▶ **Set exercise**:
Which lines in the records below contain the word "horse"? Pick out each of them and copy it.

::::

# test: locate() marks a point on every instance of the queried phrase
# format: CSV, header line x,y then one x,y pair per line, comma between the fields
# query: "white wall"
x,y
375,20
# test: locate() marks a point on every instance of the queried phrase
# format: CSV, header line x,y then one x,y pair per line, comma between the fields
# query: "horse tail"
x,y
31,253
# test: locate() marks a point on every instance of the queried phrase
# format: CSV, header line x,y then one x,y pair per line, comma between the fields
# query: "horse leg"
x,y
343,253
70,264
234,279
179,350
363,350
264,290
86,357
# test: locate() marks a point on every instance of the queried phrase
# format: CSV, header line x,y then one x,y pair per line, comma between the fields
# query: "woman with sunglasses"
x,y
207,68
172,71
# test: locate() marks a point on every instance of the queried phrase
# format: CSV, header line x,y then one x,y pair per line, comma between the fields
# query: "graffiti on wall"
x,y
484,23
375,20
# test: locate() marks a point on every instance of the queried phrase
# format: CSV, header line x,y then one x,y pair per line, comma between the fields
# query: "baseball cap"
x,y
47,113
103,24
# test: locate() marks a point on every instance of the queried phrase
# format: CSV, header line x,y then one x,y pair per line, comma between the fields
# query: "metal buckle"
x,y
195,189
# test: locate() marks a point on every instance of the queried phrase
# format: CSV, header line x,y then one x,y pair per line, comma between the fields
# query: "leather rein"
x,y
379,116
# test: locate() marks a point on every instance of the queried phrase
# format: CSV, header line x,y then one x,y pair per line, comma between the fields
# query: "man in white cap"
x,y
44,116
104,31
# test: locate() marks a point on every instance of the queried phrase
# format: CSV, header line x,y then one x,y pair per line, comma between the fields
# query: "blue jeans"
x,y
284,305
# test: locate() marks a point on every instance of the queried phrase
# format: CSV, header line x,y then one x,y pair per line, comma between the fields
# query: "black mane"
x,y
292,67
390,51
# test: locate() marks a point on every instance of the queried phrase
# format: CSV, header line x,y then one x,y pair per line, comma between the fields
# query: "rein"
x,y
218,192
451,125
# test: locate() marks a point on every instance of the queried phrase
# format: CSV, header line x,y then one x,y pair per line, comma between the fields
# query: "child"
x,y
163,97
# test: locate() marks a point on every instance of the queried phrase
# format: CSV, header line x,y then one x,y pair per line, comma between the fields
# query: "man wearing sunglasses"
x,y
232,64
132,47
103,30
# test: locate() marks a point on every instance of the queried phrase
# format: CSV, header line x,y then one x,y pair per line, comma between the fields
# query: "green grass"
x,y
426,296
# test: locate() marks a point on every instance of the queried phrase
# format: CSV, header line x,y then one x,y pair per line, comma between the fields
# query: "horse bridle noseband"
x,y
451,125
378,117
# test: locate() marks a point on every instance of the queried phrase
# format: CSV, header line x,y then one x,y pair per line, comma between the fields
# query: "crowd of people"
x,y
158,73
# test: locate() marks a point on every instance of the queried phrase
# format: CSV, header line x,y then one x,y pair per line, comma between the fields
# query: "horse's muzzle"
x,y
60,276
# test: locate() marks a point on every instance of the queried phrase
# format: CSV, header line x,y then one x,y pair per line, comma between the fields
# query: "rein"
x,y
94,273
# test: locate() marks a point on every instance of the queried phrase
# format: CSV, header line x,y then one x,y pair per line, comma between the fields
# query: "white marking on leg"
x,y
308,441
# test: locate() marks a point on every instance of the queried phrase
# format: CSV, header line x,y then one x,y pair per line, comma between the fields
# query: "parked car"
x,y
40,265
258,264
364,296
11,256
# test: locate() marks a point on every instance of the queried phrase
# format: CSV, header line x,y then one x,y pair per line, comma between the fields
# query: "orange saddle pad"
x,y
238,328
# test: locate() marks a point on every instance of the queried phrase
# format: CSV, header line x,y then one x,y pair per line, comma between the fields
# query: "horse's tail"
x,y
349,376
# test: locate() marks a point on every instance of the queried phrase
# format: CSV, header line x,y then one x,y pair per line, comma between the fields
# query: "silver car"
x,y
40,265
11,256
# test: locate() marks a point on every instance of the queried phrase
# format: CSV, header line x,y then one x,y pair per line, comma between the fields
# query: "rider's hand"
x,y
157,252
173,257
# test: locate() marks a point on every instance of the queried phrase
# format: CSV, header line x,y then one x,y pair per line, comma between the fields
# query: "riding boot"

::::

▶ **The response**:
# query: "horse tail"
# query: "horse leg"
# query: "horse bridle noseband"
# query: "horse's muzzle"
# query: "horse's tail"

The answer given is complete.